[START OF Source]

Dataloggers, which may also be referred to as Measurement and Control Units (Systems) or Microloggers, are the heart of a data acquisition system. They measure sensors at a specific scan rate, process data, store the data, and initiate telecommunication. Our dataloggers also have control capabilities allowing them to respond to specific site conditions by opening flood gates, turning fans off/on, etc.
Most third-party modems require a null modem cable, SC105, SC110 cable, or SC932A to interface with a datalogger. Many modems manufactured by Campbell Scientific can connect directly to a datalogger’s CS I/O port using an SC12 or serial cable.
The number of sensors that can be measured is determined by the sensor(s) and the datalogger(s). See the operator's manual for the sensor to determine the channels each sensor uses. The number of analog channels, pulse counting channels, switched excitation channels, digital ports, and continuous analog ports provided by each datalogger can be found in the small datalogger comparison chart and the large datalogger comparison chart.
The official definition of SDI-12 is Serial Data Interface at 1200 baud. Having stated that, SDI-12 is a protocol that was developed within the water resources field to make it easier to determine if a sensor and a datalogger were compatible. Instead of having to work through the specifications of the datalogger and the sensor for output, input, excitation, wiring, power, programming, etc., all SDI-12 sensors would have just three wires—a serial data line, a ground line, and a 12 V power line.
Review the tutorial “Updating a Datalogger Operating System.”
The CR510, CR500, CR10X, CR23X, CR800, CR850, CR3000, and CR1000 can be used for Modbus applications.
The CR510, CR500, and CR10X require a special operating system. Purchase an operating system with the Modbus protocol, and download it to the datalogger using CSOS downloading software or the DevConfig Utility.
Modbus protocol is standard in the CR23X, CR800, CR850, CR3000, and CR1000.
Yes. The datalogger can control power to external devices under program control. For more information, see the “Decisions, Decisions, Decisions…” article.
To turn a generator on and off, a solid state relay with a load capacity that matches or exceeds the power of the generator is needed. The relay is controlled by one of the control ports on the datalogger.
Communication through the datalogger’s CS I/O port requires an interface that converts the computer’s RS-232 voltage levels to the CMOS levels of the datalogger. Typically, that interface is an SC32B. The SC32B connects to the datalogger’s CS I/O port via an SC12 or serial cable and connects to a computer’s 9-pin serial port via a serial cable. When the computer does not have a serial port, a 9-pin serial-to-USB cable, such as pn 17394, can be used with the SC32B. Alternatively, instead of the SC32B, use the SC-USB.
The CR1000, CR800, CR850, and CR3000 can accept PakBus connections from multiple terminals simultaneously, provided that all of the connecting nodes have unique PakBus addresses.

[END OF Source]
[START OF Dataset entries]

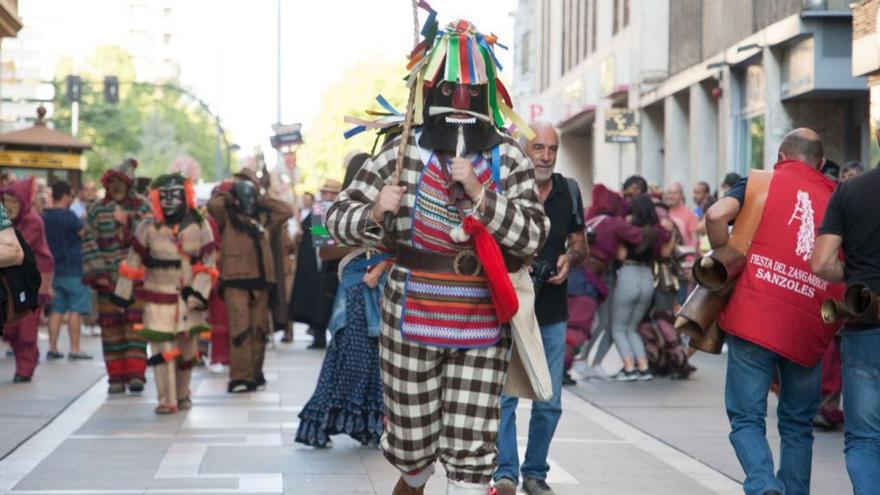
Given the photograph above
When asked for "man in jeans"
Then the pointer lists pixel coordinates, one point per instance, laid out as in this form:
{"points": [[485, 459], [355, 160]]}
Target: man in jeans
{"points": [[784, 334], [565, 248], [72, 298], [851, 221]]}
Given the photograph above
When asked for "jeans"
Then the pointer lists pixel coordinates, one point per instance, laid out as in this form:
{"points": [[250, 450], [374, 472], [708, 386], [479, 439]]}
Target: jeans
{"points": [[631, 300], [542, 424], [860, 351], [750, 370]]}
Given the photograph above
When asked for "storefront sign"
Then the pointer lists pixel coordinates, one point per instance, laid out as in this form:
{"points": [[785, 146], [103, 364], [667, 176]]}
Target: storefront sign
{"points": [[608, 80], [798, 68], [621, 126], [41, 159]]}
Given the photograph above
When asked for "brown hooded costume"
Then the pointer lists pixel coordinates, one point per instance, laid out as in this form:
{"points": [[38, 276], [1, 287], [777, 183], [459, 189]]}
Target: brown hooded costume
{"points": [[247, 274]]}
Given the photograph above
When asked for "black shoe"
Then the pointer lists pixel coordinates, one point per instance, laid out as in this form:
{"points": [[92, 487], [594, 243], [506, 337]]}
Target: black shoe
{"points": [[136, 385], [625, 376], [241, 386], [79, 356]]}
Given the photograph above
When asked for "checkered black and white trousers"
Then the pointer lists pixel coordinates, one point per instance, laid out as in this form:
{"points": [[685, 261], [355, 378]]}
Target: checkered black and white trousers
{"points": [[441, 403]]}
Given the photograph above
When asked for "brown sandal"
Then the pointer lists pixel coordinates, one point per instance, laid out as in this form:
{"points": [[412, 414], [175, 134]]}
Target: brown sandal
{"points": [[184, 404], [164, 409]]}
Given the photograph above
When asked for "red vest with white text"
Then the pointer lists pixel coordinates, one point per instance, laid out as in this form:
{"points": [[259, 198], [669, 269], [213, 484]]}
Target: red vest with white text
{"points": [[777, 300]]}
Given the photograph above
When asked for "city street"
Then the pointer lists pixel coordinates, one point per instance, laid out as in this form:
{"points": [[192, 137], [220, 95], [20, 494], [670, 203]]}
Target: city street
{"points": [[63, 435]]}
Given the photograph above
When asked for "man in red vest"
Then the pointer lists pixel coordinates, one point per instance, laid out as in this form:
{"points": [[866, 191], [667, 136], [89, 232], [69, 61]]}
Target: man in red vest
{"points": [[773, 319], [852, 224]]}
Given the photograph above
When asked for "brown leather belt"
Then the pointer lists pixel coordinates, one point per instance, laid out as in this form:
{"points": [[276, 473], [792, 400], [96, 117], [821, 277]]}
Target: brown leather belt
{"points": [[464, 262]]}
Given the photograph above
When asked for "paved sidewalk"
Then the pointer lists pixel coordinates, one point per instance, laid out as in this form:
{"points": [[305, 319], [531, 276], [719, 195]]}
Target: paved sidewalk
{"points": [[27, 408], [244, 444], [690, 416]]}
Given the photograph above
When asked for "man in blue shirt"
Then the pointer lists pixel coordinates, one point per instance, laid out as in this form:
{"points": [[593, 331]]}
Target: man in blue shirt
{"points": [[72, 298]]}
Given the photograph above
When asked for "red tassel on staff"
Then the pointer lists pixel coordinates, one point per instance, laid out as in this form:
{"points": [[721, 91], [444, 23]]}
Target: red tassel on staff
{"points": [[503, 294]]}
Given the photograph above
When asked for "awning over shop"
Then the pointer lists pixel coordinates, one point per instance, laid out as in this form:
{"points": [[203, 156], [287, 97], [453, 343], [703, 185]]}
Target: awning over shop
{"points": [[40, 147]]}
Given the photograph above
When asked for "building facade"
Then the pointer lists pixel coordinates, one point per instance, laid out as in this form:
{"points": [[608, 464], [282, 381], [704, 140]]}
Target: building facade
{"points": [[714, 84], [60, 29], [578, 61], [866, 62], [10, 25]]}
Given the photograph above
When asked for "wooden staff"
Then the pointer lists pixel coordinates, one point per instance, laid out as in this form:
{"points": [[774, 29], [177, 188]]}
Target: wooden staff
{"points": [[388, 219]]}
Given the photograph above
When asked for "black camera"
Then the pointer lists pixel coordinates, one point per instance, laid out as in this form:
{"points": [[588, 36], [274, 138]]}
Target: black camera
{"points": [[591, 234], [542, 271]]}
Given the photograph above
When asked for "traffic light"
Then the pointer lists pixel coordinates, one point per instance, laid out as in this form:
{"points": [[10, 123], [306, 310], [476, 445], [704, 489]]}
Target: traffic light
{"points": [[74, 89], [111, 89]]}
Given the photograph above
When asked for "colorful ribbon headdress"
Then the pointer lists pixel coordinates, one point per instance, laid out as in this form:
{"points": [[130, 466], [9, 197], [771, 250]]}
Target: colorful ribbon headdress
{"points": [[459, 54]]}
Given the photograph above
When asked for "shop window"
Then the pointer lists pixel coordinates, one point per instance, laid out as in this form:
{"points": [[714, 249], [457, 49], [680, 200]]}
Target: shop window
{"points": [[873, 115], [525, 49], [752, 144], [566, 35], [615, 18], [593, 28], [545, 44], [585, 22]]}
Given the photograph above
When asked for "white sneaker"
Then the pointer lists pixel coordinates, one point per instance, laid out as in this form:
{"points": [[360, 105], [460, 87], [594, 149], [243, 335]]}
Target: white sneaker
{"points": [[590, 372]]}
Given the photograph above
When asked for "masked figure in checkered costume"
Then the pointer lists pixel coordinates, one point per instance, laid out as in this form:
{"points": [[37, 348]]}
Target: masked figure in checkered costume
{"points": [[466, 189]]}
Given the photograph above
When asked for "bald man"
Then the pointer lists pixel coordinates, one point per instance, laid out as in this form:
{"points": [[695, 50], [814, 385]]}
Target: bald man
{"points": [[773, 319], [564, 251]]}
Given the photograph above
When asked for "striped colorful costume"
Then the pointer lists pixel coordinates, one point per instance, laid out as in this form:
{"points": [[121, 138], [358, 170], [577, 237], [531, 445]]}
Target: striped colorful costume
{"points": [[176, 264], [443, 354], [105, 244]]}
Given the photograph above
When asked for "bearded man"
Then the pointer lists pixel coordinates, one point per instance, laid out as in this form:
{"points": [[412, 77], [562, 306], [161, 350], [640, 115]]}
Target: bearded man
{"points": [[465, 186], [173, 253], [109, 228]]}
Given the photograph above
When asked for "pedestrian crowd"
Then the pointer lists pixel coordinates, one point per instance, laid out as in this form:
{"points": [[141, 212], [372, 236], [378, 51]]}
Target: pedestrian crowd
{"points": [[455, 271]]}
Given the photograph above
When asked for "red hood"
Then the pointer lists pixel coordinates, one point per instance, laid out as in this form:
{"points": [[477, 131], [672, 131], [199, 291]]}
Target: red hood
{"points": [[23, 190], [605, 202]]}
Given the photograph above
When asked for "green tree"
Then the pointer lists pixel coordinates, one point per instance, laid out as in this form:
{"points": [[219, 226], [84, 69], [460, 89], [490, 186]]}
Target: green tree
{"points": [[351, 95], [153, 124]]}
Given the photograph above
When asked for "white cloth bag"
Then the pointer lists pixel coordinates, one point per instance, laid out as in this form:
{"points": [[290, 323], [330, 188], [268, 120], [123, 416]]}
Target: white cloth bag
{"points": [[528, 376]]}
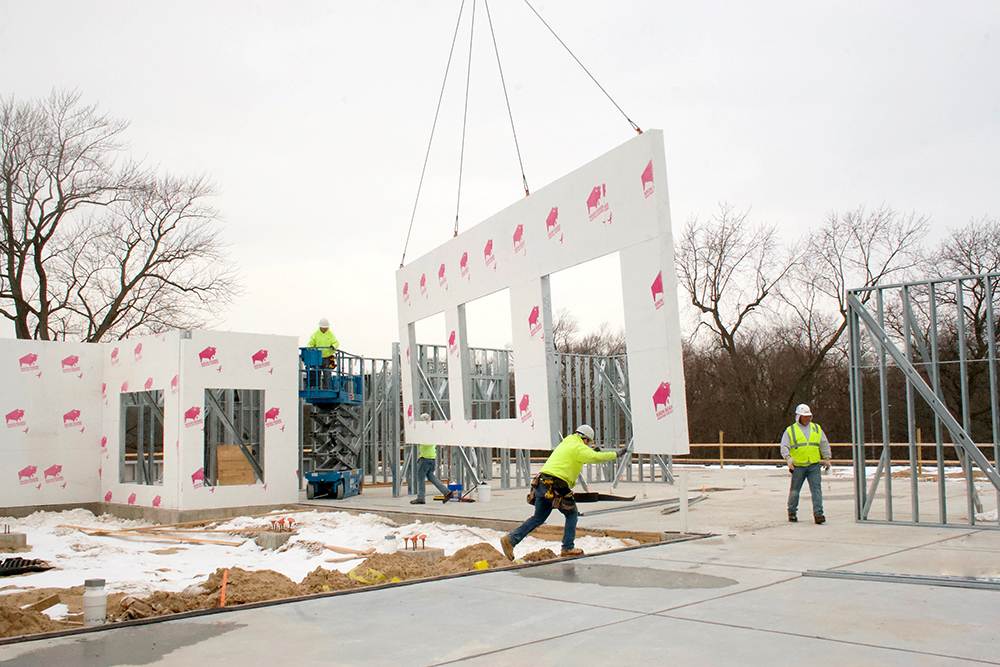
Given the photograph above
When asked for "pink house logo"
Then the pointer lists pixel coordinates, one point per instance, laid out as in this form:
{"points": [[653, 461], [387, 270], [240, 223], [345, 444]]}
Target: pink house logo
{"points": [[661, 401], [597, 203], [491, 260], [534, 322], [523, 408], [657, 289], [647, 179], [28, 362], [519, 239], [52, 474], [27, 475], [192, 416], [207, 357], [71, 419], [15, 418]]}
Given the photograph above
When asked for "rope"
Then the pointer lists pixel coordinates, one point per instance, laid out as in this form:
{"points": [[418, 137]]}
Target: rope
{"points": [[433, 126], [503, 83], [634, 126], [465, 116]]}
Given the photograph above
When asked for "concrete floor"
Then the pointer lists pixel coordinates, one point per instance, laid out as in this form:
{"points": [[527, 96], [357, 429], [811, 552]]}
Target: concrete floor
{"points": [[738, 598]]}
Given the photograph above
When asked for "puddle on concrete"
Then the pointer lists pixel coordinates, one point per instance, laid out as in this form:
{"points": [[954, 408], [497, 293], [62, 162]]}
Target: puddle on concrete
{"points": [[623, 576], [144, 645]]}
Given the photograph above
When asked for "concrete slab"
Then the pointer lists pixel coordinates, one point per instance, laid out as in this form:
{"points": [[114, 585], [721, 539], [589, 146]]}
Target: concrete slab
{"points": [[734, 599]]}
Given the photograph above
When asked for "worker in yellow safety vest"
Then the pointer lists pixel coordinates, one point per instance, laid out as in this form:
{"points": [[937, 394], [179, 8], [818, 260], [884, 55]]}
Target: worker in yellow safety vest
{"points": [[805, 447], [426, 464], [323, 338], [553, 487]]}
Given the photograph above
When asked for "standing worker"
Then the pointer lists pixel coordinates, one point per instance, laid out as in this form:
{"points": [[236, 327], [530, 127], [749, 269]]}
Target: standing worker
{"points": [[553, 487], [324, 338], [805, 447], [425, 470]]}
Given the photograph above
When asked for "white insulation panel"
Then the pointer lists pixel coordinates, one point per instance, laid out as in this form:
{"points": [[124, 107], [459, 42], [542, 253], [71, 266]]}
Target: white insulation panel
{"points": [[618, 202]]}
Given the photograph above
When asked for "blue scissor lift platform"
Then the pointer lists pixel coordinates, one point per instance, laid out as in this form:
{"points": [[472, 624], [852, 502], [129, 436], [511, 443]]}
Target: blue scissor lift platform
{"points": [[334, 394]]}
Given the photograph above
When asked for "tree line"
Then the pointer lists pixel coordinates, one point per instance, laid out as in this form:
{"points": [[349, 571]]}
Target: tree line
{"points": [[769, 329]]}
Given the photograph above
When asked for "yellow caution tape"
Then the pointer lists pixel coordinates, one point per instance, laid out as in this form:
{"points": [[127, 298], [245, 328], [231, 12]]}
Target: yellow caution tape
{"points": [[370, 576]]}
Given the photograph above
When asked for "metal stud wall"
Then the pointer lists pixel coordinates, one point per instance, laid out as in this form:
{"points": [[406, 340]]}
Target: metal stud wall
{"points": [[923, 359]]}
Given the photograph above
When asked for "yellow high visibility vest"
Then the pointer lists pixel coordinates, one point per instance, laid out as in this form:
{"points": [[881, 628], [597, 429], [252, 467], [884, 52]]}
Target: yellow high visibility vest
{"points": [[804, 450]]}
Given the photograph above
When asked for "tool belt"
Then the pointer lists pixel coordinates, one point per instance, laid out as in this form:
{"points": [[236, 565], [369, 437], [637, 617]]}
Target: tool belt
{"points": [[555, 489]]}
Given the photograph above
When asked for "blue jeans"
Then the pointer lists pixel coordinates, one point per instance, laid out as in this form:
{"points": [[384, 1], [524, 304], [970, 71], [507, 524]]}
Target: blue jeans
{"points": [[425, 471], [799, 475], [543, 507]]}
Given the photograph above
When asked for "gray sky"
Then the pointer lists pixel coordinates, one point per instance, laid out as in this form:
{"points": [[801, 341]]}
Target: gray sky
{"points": [[313, 119]]}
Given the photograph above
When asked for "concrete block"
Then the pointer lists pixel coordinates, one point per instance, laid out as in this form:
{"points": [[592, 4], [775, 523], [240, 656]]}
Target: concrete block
{"points": [[430, 555], [270, 539], [13, 541]]}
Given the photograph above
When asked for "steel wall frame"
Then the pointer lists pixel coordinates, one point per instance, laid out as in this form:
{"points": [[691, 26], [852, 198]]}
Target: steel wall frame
{"points": [[594, 390], [910, 324]]}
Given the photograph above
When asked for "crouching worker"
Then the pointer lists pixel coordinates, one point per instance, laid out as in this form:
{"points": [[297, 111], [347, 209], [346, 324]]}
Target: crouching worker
{"points": [[553, 487], [425, 470]]}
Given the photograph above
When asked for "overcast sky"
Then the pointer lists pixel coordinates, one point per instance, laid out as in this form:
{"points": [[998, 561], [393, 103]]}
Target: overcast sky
{"points": [[313, 119]]}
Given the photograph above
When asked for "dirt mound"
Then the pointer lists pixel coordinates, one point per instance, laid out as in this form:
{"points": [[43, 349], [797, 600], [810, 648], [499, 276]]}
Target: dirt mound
{"points": [[397, 565], [250, 586], [321, 581], [541, 554], [14, 622], [465, 559]]}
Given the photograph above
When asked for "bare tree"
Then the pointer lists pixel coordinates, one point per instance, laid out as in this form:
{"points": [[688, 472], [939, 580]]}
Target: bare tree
{"points": [[92, 247], [858, 248], [729, 266]]}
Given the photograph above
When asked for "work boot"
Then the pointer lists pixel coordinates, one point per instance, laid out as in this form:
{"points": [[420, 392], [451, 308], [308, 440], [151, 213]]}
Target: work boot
{"points": [[508, 547]]}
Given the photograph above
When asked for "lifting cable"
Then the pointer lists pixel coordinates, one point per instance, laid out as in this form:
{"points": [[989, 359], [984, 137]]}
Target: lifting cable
{"points": [[465, 116], [503, 83], [634, 126], [433, 126]]}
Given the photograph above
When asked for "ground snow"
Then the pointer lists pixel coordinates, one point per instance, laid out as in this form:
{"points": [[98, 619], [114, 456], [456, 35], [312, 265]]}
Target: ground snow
{"points": [[132, 566]]}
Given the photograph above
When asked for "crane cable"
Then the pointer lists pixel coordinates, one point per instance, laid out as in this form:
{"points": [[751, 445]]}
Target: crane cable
{"points": [[634, 126], [524, 179], [506, 98], [433, 127], [465, 116]]}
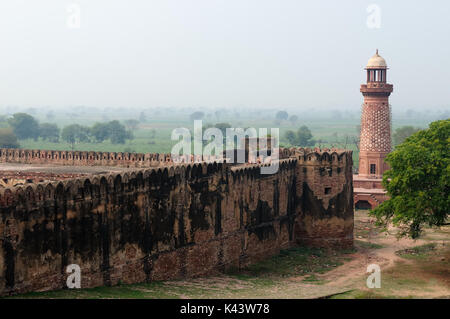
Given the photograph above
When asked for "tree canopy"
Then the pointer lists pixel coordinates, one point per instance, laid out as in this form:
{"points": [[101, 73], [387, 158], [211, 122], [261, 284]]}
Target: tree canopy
{"points": [[302, 137], [282, 115], [402, 133], [49, 132], [8, 139], [24, 126], [418, 181]]}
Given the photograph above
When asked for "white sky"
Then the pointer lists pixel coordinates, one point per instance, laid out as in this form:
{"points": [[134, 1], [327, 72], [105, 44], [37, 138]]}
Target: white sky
{"points": [[224, 53]]}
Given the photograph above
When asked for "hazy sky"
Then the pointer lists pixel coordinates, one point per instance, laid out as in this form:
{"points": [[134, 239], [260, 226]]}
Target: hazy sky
{"points": [[224, 53]]}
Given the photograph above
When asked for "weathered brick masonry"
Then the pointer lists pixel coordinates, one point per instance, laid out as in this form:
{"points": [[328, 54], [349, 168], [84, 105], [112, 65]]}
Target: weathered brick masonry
{"points": [[174, 221]]}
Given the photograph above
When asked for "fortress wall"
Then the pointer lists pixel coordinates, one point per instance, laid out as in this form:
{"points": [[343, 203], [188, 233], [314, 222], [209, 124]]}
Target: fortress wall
{"points": [[326, 214], [84, 158], [170, 222]]}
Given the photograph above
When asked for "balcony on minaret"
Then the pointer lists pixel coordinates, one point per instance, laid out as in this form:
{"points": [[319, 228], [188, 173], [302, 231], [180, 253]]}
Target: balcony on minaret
{"points": [[376, 77]]}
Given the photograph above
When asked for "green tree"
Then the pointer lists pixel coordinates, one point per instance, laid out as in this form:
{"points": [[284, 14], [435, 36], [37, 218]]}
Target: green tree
{"points": [[49, 132], [418, 181], [304, 137], [291, 137], [402, 133], [117, 133], [131, 124], [75, 133], [8, 139], [196, 116], [24, 126], [100, 132]]}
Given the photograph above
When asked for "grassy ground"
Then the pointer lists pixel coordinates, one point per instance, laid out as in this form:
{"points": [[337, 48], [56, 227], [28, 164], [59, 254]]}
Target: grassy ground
{"points": [[261, 279], [409, 269]]}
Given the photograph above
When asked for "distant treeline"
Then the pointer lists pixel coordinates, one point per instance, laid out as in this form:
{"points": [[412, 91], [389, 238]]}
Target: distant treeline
{"points": [[24, 126]]}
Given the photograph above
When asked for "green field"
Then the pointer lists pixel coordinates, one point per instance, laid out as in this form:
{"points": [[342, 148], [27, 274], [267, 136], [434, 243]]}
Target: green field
{"points": [[154, 134]]}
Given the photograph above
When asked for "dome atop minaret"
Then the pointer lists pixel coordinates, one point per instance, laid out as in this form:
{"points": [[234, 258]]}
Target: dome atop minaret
{"points": [[376, 62]]}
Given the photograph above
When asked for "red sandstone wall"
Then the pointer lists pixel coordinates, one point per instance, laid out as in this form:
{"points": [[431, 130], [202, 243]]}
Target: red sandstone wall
{"points": [[173, 222]]}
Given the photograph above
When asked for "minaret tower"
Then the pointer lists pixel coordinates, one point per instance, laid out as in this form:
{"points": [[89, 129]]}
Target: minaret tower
{"points": [[375, 141]]}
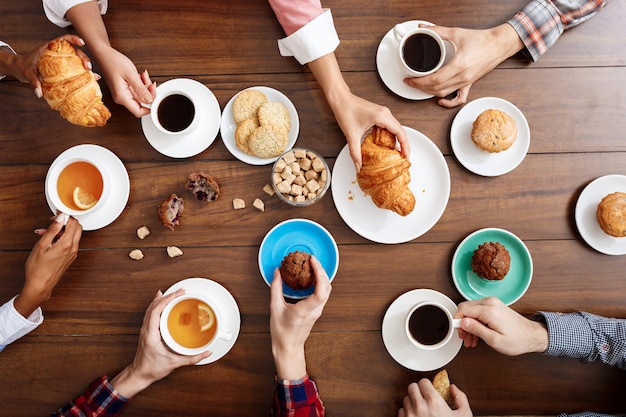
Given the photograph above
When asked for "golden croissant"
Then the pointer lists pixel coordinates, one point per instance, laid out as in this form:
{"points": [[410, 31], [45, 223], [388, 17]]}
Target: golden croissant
{"points": [[384, 174], [69, 88]]}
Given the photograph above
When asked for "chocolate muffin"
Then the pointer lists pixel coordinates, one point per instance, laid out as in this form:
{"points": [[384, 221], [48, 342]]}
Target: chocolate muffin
{"points": [[296, 271], [491, 261]]}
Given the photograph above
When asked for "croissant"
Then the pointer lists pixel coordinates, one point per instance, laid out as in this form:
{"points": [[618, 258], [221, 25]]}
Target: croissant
{"points": [[384, 174], [69, 88]]}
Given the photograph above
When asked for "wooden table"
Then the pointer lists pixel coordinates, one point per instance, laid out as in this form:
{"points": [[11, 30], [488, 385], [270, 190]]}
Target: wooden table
{"points": [[573, 98]]}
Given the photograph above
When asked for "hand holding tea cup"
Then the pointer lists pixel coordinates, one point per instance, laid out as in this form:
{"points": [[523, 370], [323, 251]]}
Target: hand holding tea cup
{"points": [[291, 323], [153, 360], [505, 330]]}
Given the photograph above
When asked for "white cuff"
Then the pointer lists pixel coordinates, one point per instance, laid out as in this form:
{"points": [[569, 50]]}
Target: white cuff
{"points": [[313, 40], [56, 9], [13, 325]]}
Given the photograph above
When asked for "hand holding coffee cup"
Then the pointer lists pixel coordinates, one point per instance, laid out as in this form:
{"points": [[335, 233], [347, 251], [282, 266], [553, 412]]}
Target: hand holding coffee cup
{"points": [[421, 51], [191, 324], [429, 325]]}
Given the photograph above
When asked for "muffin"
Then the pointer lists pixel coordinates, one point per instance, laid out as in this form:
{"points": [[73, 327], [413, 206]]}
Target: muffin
{"points": [[494, 131], [611, 214], [296, 272], [203, 186], [491, 261]]}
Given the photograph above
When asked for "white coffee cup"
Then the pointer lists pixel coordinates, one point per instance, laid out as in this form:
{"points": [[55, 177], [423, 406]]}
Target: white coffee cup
{"points": [[220, 332], [421, 51], [174, 112], [429, 325], [67, 174]]}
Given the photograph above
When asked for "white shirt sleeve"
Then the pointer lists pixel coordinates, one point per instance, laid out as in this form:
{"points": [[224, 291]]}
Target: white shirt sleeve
{"points": [[13, 325], [56, 9], [313, 40]]}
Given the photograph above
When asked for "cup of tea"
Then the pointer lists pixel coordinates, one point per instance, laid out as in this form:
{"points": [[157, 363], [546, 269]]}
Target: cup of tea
{"points": [[191, 324], [429, 325], [77, 185], [174, 112], [421, 51]]}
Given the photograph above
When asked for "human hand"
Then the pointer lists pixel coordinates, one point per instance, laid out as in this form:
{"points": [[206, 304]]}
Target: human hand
{"points": [[153, 360], [477, 52], [500, 327], [356, 115], [24, 67], [128, 87], [51, 256], [291, 323], [423, 400]]}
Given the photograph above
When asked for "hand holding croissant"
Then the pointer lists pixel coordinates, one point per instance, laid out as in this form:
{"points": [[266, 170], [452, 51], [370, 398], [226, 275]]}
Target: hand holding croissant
{"points": [[69, 88], [384, 174]]}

[END OF Dataset entries]

→ Task requirements
Could you pick up the datalogger text above, before the listing, and carry it on from its last sentence?

→ Answer below
Campbell Scientific dataloggers do not directly support BACnet, but an industrial protocol converter can be used to add a datalogger to a new or existing BACnet network. The protocol converter sits between the datalogger and the network, and it converts BACnet requests to a protocol supported by the datalogger, such as Modbus, DNP3, SNMP, or others.
For more information about BACnet, see the “BACnet to Modbus/Modbus to BACnet Protocol Conversion” application note.
Campbell Scientific dataloggers do not directly support Profibus, but an industrial protocol converter can be used to add a datalogger to a new or existing Profibus network. The protocol converter sits between the datalogger and the network, and it converts Profibus requests to a protocol supported by the datalogger, such as Modbus, DNP3, SNMP, or others.
Campbell Scientific dataloggers do not directly support LonWorks, but an industrial protocol converter can be used to add a datalogger to a new or existing LonWorks network. The protocol converter sits between the datalogger and the network, and it converts LonWorks requests to a protocol supported by the datalogger, such as Modbus, DNP3, SNMP, or others.
Yes. All Campbell Scientific dataloggers currently have nonvolatile memory. Nonvolatile memory was added to the CR10X in 1996. All datalogger models introduced since then have included nonvolatile memory.
Nonvolatile memory is reliant on the 3 V lithium battery inside the datalogger. As long as this internal battery has a charge above 3 V, no data should be lost if the datalogger loses power.
Yes. Campbell Scientific offers a variety of telecommunications options, including Wi-Fi, spread-spectrum radio modems, licensed radio-frequency modems, cellular modems, satellite transmitters (send data only), wired Ethernet, land-line phone modems, and other direct connection methods.
Yes. A datalogger can address up to 15 SDM addresses (0 through 14). (SDM address 15 is reserved for the SDM Group Trigger Command.) Remember that SDM is a serial communications protocol; as more devices are added to the SDM bus, it takes more program execution time to transmit the data.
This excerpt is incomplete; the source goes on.